# [TASK STATEMENT]
Each entry below should be reproduced character for character.

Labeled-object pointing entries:
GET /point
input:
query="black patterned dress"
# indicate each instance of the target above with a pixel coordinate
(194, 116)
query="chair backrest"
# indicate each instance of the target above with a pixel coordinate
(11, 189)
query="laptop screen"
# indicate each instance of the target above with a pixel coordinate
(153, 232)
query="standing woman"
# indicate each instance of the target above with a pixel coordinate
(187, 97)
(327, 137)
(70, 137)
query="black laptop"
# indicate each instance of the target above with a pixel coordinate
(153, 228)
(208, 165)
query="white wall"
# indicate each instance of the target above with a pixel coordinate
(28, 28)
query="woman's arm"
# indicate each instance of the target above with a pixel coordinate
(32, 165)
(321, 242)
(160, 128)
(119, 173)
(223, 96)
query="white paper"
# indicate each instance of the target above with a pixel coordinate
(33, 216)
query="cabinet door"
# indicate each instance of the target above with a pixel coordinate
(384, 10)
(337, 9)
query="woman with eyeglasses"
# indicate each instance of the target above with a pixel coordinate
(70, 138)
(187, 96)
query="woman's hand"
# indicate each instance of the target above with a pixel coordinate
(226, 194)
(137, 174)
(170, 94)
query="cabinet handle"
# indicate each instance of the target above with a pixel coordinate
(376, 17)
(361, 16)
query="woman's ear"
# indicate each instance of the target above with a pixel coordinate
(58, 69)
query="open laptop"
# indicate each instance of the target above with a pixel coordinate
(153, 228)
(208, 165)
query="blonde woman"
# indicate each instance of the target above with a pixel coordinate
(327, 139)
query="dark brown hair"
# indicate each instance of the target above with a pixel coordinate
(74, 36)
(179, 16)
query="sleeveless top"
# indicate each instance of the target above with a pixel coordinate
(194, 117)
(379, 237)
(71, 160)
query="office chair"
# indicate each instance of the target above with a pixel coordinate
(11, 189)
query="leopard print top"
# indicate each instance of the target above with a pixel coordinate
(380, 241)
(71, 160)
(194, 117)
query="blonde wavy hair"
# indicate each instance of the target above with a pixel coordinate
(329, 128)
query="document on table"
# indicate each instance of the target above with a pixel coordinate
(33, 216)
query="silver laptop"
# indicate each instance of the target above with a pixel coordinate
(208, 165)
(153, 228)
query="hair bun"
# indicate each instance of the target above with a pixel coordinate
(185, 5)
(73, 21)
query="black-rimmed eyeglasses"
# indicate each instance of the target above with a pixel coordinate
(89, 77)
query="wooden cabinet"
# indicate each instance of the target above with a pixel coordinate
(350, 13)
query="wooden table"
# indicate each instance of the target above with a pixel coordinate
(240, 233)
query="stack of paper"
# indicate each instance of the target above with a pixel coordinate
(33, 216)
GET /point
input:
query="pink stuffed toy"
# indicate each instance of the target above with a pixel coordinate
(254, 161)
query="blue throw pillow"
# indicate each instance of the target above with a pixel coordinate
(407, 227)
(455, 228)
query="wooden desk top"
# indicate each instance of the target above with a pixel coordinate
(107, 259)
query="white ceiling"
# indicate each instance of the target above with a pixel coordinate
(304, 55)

# [IN RESPONSE]
GET /point
input:
query="black patterned dress"
# indicate each instance of the target above with a pixel coordinate
(194, 116)
query="chair backrest"
# indicate each instance of the target above with a pixel coordinate
(11, 189)
query="laptop screen"
# indicate each instance of the target above with a pixel coordinate
(153, 232)
query="standing woman"
# indicate each instance of the target above with a pixel coordinate
(187, 97)
(327, 137)
(70, 137)
query="black laptop"
# indicate each instance of the target above with a pixel coordinate
(153, 228)
(208, 165)
query="white wall"
# indicate each instance of the target above with a pixel coordinate
(28, 28)
query="woman's arm"
# indicate each instance of the target above with a pixel coordinate
(32, 165)
(321, 242)
(160, 128)
(119, 173)
(223, 96)
query="white paper"
# indicate each instance of the target above with a pixel coordinate
(33, 216)
query="cabinet door"
# indicate each instance of the target above with a pixel coordinate
(384, 10)
(337, 9)
query="woman with eyeglasses"
# indicate each instance of the target above with a pixel coordinate
(70, 138)
(187, 96)
query="woman's hand"
# indicate each instance of the target above with a pixel coordinate
(226, 194)
(137, 174)
(170, 94)
query="cabinet handle"
# indicate each instance of the target above with a pixel coordinate
(376, 17)
(361, 16)
query="woman's ear"
# indicate each instance of the target above with a pixel coordinate
(58, 69)
query="open laptop"
# indicate each instance of the target above with a pixel coordinate
(153, 228)
(208, 165)
query="blonde woman"
# indicate each instance of the target above with a pixel coordinate
(327, 139)
query="dark brown hair"
# indicate each instance of the target above with a pixel coordinate
(74, 36)
(179, 16)
query="sleeveless top"
# indicate each instance of the target above with a pixel coordinate
(194, 117)
(379, 237)
(71, 160)
query="office chair"
# indicate each instance of the target above with a pixel coordinate
(11, 189)
query="leopard print top"
# indicate each instance of the target above with a pixel coordinate
(380, 241)
(71, 160)
(194, 117)
query="blonde wavy hair"
# indicate each instance of the target above with a pixel coordinate
(329, 128)
query="document on table"
# indicate each instance of the target above with a pixel coordinate
(33, 216)
query="silver laptop"
# indicate each instance of the target above with a pixel coordinate
(208, 165)
(153, 228)
query="hair bun"
# indicate each instance of the target above with a pixel coordinate
(185, 5)
(73, 21)
query="black-rimmed eyeglasses"
# indicate each instance of the target above with a pixel coordinate
(89, 77)
query="wooden cabinet"
# indicate each instance of the target above with a pixel coordinate
(350, 13)
query="wooden table"
# indicate each instance of the target above with a pixel coordinate
(240, 233)
query="stack of paper"
# indicate each instance of the target above with a pixel coordinate
(33, 216)
GET /point
input:
query="pink stuffed toy"
# indicate each instance of the target above with a pixel coordinate
(254, 161)
query="blue throw pillow"
# indicate each instance of the target above with a pixel coordinate
(407, 227)
(455, 228)
query="wooden desk top"
# indicate each instance of the target above with a pixel coordinate
(107, 259)
query="white ceiling"
# indicate each instance of the target above with a pixel coordinate
(304, 55)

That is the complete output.